→ **Task to carry out**: Copy exactly, and only, the lines from the one containing "Target: woman's bent" through the last line of the records below.

Saved entries:
= Beginning of Section =
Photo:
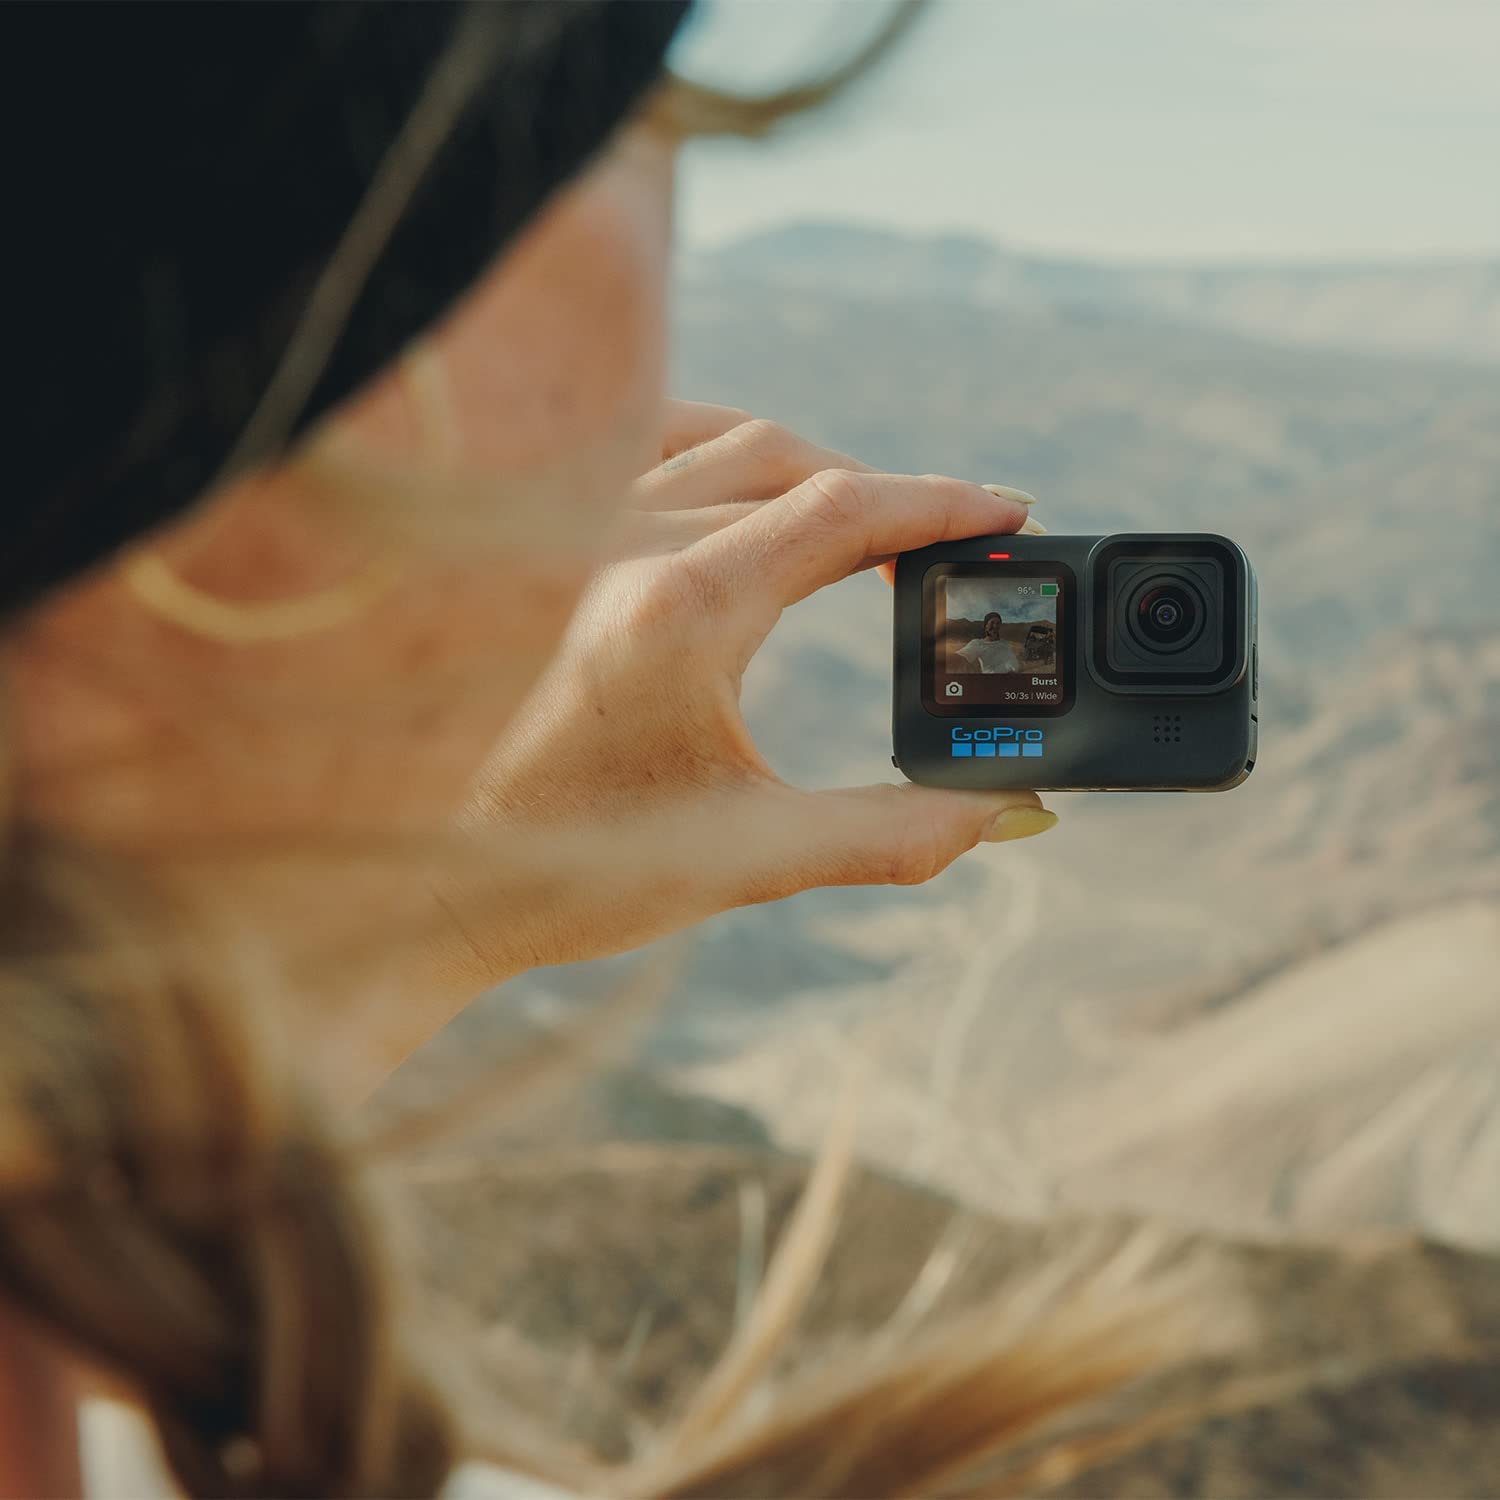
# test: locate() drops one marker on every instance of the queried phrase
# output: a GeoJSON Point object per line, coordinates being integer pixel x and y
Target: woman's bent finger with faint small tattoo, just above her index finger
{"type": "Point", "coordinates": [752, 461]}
= End of Section =
→ **Final answer**:
Target: woman's bent finger with faint small tattoo, just above her index finger
{"type": "Point", "coordinates": [752, 461]}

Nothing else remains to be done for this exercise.